___ Available records ___

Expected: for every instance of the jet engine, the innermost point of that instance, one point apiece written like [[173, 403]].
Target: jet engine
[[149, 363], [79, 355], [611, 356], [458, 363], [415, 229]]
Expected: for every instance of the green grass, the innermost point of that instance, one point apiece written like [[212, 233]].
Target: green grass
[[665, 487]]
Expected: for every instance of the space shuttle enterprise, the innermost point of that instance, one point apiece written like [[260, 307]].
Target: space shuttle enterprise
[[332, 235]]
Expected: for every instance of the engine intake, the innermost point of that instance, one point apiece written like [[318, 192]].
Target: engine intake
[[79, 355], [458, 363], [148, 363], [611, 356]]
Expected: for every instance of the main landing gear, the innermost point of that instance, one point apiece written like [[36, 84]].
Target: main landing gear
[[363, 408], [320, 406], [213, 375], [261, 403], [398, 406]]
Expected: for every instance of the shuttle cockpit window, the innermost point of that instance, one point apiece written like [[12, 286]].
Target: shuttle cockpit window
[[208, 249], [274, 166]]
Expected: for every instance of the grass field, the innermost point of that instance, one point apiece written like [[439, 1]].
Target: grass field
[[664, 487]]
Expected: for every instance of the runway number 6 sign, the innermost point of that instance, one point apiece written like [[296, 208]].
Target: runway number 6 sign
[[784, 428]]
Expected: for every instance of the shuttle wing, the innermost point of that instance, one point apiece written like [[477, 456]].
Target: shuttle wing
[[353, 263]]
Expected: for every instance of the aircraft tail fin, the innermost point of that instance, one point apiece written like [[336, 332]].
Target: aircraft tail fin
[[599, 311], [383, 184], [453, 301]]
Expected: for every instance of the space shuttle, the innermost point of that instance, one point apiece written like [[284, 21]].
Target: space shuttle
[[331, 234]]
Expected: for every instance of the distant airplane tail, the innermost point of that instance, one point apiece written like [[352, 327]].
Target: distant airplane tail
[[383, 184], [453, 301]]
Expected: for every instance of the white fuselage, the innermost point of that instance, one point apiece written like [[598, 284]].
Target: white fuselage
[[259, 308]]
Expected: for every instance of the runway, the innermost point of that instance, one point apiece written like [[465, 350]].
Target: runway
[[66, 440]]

___

— Your task —
Could you update the material from its start through the line containing "[[332, 235]]" by replacing "jet engine" with "turbofan engine" and leaving everything else unchanged?

— Output —
Expected: for every instance of the turbofan engine, the innermost point of that instance, one point apiece written like [[173, 403]].
Target: turbofan engine
[[149, 363], [79, 355], [611, 356], [458, 363], [415, 229]]
Expected: for every instance of the green grass, the innermost point of that instance, one point apiece written like [[212, 233]].
Target: green grass
[[665, 487]]
Expected: for every instance of the space shuttle enterprise, the innermost point of that instance, one point apiece written like [[260, 307]].
Target: space shuttle enterprise
[[332, 235]]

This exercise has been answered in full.